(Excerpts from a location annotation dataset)
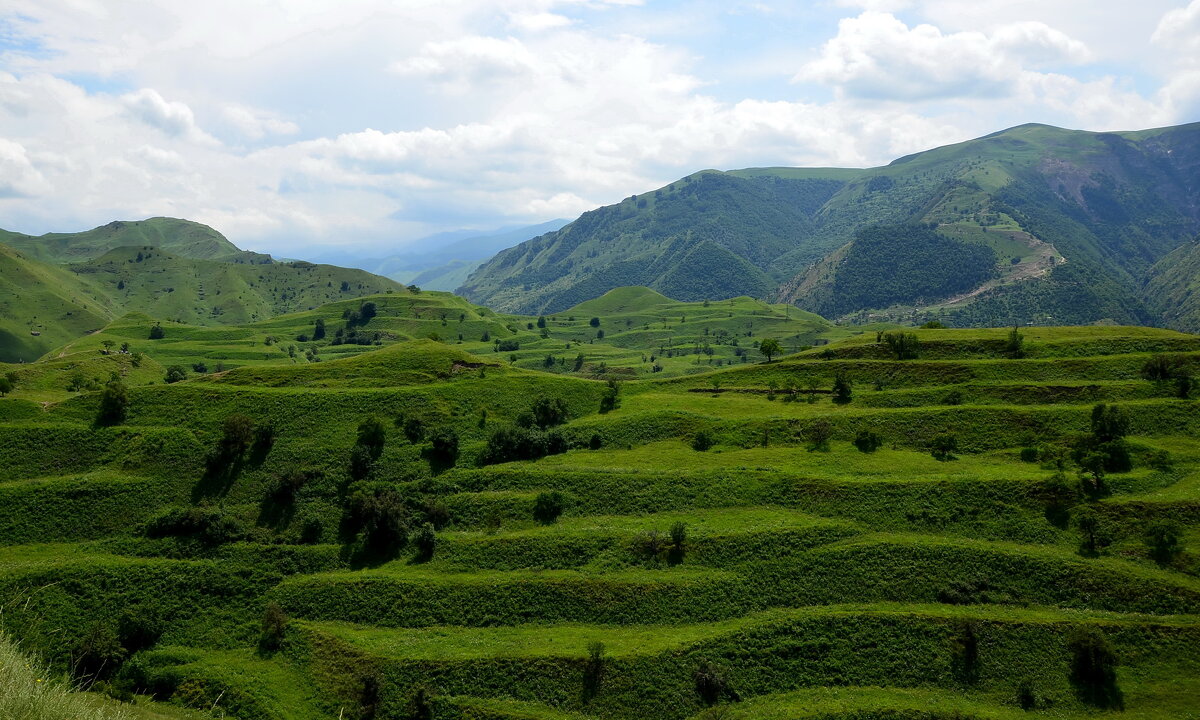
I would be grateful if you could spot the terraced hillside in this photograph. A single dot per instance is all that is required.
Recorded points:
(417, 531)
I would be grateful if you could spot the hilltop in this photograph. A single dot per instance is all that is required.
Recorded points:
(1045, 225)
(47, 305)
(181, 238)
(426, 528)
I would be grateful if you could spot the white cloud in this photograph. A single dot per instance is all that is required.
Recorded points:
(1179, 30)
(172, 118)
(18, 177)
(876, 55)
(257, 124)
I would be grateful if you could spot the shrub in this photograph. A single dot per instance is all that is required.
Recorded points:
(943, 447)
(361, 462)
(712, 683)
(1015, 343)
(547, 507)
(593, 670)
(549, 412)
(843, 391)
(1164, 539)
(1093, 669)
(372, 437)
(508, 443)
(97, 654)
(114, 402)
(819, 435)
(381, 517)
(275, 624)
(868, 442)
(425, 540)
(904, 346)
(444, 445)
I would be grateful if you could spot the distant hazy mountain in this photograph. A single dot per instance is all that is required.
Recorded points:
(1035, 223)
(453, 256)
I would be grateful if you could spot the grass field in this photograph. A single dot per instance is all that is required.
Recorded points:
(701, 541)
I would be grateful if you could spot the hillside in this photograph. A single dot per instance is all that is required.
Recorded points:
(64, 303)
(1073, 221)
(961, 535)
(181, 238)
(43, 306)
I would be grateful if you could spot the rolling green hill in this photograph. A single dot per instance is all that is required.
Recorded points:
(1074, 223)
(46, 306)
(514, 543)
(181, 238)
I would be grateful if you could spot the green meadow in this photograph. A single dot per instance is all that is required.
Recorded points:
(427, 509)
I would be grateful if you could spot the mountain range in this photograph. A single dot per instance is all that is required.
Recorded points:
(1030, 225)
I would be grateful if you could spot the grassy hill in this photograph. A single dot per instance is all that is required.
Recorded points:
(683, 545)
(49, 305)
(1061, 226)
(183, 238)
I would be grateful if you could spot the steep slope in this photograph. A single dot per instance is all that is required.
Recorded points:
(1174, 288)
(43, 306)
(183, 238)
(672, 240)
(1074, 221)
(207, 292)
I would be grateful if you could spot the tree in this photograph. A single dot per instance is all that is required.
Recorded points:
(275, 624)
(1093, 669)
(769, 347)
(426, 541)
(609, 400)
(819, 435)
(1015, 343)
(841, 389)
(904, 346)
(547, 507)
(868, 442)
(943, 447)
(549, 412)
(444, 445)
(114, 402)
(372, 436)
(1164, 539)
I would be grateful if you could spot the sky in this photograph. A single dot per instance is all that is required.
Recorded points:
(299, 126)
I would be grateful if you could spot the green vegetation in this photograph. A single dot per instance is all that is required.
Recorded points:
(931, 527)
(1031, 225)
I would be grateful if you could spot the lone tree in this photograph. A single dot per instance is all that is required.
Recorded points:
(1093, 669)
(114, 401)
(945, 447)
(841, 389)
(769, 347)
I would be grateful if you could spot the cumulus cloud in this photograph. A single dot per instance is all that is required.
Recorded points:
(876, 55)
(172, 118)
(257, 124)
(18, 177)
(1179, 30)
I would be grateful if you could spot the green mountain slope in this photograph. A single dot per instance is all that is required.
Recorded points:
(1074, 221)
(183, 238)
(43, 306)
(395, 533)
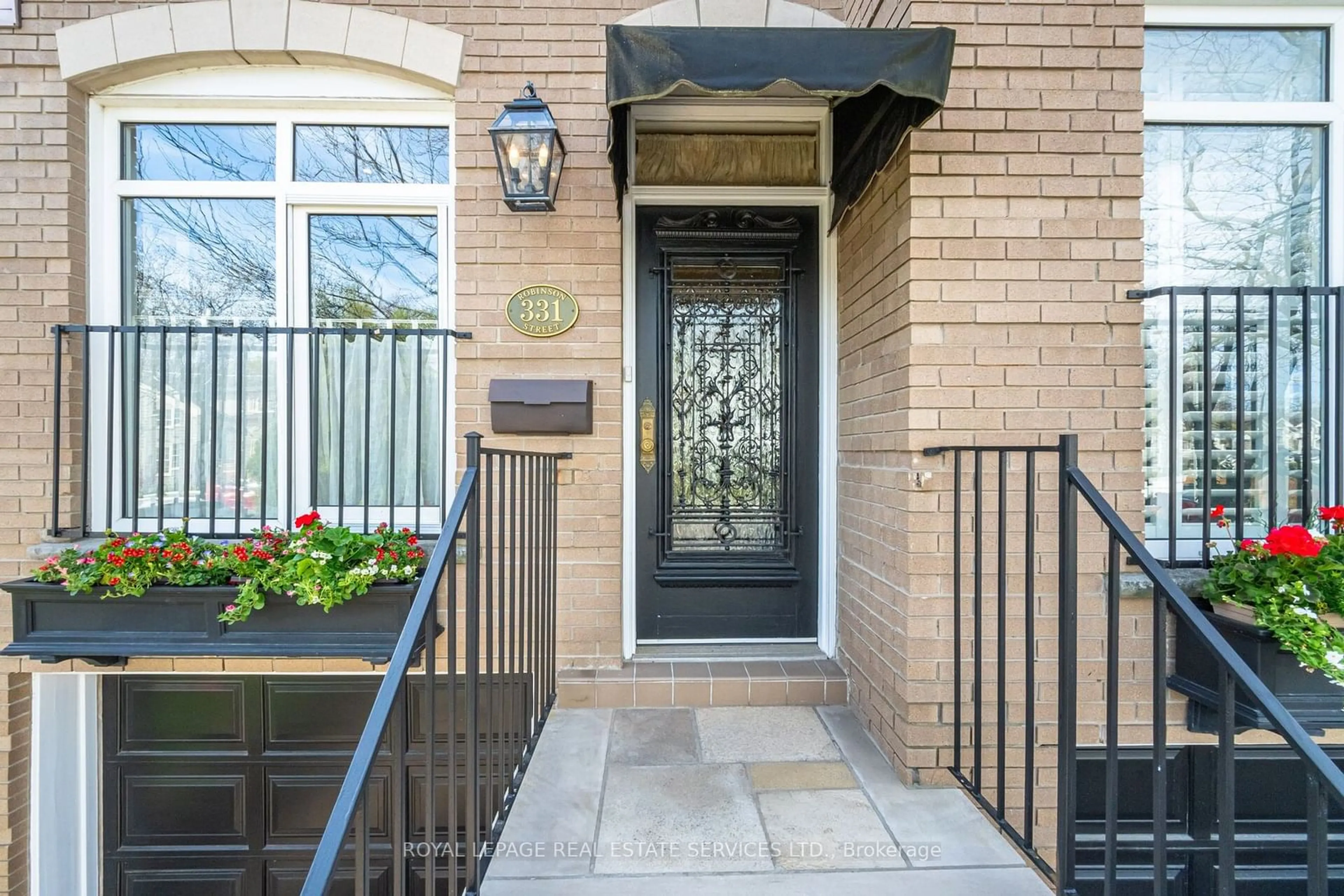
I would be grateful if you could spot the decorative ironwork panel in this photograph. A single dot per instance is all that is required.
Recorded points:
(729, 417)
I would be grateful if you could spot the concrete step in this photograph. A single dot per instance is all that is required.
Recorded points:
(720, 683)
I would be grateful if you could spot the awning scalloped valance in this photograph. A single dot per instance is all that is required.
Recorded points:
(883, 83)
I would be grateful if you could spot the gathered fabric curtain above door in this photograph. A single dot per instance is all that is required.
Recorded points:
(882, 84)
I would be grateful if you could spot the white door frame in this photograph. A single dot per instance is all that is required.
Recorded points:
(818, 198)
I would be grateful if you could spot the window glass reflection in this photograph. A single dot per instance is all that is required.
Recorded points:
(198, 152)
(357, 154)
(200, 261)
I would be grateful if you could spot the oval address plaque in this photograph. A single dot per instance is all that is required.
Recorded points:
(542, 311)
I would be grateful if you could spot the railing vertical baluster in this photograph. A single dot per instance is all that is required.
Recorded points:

* [What you need to do]
Please reproduce the records from the line containing "I would be grateful if you could spot the concrete" through the end of the records, inclusive, keeping each request and its lines as they are. Scale every point coordinate by 2.5 and round to the nearest whole number, rounding halves up.

* [Finished exercise]
I would be grateful if you could spot the concrete step in this photograph. A single dot per instance is all that is required.
Recorded points:
(1800, 1708)
I would be grateful if you could spot the awning scalloped valance in this photograph. A single dot per instance is all that is required.
Recorded points:
(2208, 208)
I would be grateful if you could spot the gathered fabric curtain above door in this photograph. A single dot per instance is all that is required.
Recorded points:
(2205, 210)
I would be grateful if you could spot the white door frame in this photograph. A single dot per instance is all that is required.
Recorded points:
(2045, 495)
I would be grateful if you could spot the window glass reflection in this photograph. A single dot per instance is all that is required.
Recorded points:
(495, 380)
(893, 385)
(500, 653)
I would be grateful if you could spot the oval address plaque in this photograph. A single dot per instance is all that is required.
Recorded points:
(1355, 778)
I would be grateful if you could spot the railing vertical baluster in this photograph. A single dot per instance is all that is required.
Recorded points:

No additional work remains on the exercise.